• _EXERCISE REQUIREMENTS_:
Locate the line that contains "of the lake". Reproduce it and all following lines up to the end of the material, exactly and with nothing added.

— begin —

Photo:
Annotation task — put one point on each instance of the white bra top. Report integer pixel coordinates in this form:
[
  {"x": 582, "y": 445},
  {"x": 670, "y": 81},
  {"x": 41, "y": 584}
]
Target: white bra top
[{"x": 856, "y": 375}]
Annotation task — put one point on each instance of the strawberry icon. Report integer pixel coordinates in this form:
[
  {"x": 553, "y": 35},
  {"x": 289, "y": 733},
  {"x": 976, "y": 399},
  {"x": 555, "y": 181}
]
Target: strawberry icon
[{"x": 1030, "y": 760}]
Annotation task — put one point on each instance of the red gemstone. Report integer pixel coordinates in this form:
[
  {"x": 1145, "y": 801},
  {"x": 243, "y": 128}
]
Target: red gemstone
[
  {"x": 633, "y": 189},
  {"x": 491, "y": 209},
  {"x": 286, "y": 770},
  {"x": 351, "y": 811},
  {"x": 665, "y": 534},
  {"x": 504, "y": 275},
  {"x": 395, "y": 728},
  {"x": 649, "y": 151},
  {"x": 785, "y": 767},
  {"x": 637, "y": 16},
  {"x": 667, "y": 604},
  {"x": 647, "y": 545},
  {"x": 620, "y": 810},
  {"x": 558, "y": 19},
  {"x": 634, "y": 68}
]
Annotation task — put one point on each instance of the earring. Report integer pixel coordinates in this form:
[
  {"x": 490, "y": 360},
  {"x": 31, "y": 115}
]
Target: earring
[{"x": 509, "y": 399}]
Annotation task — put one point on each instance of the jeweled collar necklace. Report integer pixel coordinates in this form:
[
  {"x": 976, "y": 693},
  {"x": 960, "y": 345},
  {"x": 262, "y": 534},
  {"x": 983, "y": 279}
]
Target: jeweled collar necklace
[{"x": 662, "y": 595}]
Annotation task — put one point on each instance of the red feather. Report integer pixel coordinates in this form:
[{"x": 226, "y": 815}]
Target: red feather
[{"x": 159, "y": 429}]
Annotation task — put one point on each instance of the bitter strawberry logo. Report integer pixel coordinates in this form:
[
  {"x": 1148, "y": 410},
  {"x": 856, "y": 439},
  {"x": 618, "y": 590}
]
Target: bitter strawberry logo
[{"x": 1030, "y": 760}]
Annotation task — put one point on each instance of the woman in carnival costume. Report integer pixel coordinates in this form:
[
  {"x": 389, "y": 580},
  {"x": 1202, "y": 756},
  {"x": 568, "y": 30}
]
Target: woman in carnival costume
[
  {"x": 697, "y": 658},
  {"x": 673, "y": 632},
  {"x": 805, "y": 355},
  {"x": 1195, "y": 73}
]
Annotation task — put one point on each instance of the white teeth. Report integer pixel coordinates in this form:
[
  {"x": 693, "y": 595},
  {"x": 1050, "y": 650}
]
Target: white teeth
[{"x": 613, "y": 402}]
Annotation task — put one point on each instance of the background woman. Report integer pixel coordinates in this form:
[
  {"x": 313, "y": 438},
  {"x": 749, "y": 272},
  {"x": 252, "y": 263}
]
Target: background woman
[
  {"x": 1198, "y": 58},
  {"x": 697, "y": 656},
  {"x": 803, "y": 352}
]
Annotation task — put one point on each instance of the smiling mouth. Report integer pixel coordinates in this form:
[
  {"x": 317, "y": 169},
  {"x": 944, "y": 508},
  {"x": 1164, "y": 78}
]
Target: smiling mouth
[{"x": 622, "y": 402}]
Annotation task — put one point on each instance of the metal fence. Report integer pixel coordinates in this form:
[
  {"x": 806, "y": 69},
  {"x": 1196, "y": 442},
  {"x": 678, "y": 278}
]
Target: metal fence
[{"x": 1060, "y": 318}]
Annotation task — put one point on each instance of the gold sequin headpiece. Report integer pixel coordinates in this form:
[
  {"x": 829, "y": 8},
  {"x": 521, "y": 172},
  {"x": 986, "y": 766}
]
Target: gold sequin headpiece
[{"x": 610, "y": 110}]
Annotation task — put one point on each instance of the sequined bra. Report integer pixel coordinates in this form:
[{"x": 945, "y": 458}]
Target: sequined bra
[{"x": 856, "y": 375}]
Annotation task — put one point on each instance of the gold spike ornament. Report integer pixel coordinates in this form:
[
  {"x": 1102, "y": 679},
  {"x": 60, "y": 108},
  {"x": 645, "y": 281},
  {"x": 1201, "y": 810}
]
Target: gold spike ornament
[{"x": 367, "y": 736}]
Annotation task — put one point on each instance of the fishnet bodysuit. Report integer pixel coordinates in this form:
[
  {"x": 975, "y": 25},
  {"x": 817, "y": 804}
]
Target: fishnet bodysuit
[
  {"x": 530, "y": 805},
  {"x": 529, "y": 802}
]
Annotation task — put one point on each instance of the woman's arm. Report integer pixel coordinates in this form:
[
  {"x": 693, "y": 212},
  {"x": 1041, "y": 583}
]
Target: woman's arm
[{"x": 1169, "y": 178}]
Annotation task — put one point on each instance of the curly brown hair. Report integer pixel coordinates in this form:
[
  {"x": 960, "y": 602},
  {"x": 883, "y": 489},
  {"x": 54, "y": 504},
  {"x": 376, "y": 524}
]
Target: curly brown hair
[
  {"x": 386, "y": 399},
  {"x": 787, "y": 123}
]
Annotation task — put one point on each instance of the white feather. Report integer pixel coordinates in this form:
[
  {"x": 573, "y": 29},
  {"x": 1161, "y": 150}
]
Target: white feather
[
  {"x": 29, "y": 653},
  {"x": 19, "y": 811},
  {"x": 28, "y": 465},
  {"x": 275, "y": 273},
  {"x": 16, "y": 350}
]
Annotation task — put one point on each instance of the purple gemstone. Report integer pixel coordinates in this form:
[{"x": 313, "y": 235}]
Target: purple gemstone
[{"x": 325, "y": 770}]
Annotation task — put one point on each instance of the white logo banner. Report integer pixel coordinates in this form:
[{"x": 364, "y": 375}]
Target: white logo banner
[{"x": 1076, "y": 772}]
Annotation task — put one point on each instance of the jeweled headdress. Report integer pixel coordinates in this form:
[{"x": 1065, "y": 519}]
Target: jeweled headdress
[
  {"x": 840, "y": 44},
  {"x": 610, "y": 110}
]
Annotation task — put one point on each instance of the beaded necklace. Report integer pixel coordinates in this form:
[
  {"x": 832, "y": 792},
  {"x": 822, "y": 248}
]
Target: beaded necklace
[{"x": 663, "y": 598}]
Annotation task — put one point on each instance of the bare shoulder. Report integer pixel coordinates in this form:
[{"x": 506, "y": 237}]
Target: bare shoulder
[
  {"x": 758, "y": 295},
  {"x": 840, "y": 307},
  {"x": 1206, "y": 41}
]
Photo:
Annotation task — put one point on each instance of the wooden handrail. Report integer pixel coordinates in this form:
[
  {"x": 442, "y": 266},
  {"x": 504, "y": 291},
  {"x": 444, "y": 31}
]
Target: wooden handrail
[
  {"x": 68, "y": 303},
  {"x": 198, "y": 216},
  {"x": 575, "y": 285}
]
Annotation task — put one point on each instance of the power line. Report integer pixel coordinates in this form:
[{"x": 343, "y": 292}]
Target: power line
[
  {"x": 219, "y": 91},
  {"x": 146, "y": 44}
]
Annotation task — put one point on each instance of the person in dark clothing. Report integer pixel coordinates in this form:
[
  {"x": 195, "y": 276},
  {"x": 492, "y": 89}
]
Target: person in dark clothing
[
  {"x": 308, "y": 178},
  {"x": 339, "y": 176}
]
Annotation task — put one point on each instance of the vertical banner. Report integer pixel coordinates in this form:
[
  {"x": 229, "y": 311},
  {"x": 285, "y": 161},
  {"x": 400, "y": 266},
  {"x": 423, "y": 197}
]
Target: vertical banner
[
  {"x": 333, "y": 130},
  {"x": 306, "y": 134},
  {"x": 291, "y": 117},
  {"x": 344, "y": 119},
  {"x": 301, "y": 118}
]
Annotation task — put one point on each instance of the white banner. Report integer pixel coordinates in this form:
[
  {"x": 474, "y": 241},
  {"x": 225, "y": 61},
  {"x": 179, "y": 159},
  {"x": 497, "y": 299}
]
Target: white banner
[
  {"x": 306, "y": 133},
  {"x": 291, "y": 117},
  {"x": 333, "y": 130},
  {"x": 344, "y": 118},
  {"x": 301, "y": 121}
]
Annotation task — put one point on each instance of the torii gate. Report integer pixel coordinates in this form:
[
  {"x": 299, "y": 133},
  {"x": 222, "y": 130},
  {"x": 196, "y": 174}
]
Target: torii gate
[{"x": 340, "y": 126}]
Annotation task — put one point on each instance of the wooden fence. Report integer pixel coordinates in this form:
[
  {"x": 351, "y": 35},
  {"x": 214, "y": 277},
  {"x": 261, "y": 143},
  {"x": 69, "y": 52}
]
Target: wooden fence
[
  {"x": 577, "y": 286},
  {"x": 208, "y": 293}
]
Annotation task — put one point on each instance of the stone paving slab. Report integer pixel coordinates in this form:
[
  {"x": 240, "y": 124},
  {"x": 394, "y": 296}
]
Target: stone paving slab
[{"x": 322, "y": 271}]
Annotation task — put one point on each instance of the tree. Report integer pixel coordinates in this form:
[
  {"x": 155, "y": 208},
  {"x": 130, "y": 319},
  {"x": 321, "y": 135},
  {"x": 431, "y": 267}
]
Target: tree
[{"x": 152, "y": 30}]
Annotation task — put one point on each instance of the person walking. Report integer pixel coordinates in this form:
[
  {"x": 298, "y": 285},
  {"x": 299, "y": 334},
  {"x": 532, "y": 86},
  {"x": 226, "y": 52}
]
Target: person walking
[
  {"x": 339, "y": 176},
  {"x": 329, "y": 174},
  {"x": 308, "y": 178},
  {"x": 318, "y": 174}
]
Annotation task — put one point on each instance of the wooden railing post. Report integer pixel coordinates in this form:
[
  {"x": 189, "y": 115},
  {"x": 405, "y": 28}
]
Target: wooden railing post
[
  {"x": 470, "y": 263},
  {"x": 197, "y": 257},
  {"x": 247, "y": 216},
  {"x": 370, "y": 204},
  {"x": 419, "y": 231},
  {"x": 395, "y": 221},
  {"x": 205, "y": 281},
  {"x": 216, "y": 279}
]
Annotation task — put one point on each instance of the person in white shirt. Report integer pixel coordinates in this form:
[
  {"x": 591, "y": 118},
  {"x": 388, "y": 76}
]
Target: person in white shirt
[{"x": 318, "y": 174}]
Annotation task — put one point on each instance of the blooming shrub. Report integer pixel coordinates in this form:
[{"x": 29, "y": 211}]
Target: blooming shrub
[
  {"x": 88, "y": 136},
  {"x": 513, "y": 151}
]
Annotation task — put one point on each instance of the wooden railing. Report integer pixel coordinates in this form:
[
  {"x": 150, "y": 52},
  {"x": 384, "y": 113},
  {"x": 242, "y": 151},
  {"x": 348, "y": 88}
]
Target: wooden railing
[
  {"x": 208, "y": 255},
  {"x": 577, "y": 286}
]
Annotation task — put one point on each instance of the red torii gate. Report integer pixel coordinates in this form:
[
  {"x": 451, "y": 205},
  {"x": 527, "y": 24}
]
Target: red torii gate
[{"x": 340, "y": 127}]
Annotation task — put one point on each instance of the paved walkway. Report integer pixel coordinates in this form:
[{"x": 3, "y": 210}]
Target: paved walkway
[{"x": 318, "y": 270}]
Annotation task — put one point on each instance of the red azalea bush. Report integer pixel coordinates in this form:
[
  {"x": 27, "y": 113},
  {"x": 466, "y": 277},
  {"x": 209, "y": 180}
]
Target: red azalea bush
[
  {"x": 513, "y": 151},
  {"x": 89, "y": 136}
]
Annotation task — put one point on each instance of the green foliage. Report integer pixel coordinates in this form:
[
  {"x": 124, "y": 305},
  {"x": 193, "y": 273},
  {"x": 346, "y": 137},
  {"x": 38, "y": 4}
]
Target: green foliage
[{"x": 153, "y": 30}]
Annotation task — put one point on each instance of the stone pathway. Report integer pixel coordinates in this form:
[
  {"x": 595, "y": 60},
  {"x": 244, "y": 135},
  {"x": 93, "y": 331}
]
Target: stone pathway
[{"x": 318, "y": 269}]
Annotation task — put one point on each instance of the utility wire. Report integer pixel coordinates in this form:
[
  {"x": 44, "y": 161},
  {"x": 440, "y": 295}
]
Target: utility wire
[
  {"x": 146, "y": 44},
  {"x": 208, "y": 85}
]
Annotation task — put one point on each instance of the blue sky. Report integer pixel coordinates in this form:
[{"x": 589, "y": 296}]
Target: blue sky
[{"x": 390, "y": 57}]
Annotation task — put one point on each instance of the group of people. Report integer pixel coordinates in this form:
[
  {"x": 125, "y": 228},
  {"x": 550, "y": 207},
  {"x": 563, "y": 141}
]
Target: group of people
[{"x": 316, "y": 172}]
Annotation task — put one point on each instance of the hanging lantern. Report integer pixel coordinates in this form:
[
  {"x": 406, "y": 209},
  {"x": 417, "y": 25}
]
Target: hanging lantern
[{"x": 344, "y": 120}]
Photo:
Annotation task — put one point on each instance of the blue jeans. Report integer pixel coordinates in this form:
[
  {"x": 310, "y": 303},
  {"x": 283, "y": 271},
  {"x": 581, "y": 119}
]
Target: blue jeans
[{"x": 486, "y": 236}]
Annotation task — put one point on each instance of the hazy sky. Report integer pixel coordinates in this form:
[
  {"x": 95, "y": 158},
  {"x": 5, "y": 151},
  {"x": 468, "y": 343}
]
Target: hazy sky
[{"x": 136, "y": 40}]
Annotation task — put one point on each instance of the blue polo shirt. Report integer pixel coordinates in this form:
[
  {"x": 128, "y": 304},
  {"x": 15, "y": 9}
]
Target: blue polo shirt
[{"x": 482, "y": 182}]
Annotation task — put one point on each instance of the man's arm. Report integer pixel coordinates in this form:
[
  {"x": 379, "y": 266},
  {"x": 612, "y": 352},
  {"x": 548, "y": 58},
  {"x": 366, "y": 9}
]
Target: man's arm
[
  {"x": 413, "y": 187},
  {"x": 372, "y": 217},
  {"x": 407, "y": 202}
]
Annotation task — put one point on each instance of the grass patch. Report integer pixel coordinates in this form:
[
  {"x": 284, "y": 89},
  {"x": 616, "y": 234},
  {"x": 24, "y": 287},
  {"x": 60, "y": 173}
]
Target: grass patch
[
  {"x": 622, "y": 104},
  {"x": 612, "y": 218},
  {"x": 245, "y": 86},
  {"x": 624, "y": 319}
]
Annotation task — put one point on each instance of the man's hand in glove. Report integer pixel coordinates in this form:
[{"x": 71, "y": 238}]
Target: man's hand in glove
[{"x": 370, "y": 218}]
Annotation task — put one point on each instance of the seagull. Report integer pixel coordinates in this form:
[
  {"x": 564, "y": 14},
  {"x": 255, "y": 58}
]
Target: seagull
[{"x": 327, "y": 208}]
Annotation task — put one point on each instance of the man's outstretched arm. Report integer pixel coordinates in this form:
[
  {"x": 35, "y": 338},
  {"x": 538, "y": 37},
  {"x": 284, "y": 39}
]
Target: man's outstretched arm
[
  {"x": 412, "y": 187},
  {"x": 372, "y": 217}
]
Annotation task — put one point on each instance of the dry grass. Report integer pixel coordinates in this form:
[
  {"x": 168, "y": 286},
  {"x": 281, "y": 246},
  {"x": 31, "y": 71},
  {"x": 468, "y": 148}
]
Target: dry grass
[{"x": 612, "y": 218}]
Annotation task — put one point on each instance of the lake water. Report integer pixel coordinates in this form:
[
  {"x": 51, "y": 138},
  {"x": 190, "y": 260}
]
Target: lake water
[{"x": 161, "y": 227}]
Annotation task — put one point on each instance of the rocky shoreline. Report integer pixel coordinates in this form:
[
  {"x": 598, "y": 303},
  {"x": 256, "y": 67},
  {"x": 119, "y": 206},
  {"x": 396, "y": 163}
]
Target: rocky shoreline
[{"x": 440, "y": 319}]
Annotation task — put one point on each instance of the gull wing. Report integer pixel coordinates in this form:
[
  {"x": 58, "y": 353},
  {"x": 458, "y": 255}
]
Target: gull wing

— end —

• _EXERCISE RESULT_:
Annotation task — put one point on each instance of the lake water. Report integer pixel coordinates in this form:
[
  {"x": 51, "y": 138},
  {"x": 190, "y": 260}
]
Target: lake water
[{"x": 161, "y": 227}]
Annotation task — put one point on each instance of the rocky shoreline. Report integer pixel coordinates in this form:
[
  {"x": 598, "y": 303},
  {"x": 256, "y": 67},
  {"x": 119, "y": 206},
  {"x": 396, "y": 163}
]
Target: rocky shoreline
[{"x": 440, "y": 319}]
Annotation task — put one point on each instance of the gull wing. Report integer pixel coordinates in this form:
[
  {"x": 58, "y": 353},
  {"x": 458, "y": 255}
]
Target: gull wing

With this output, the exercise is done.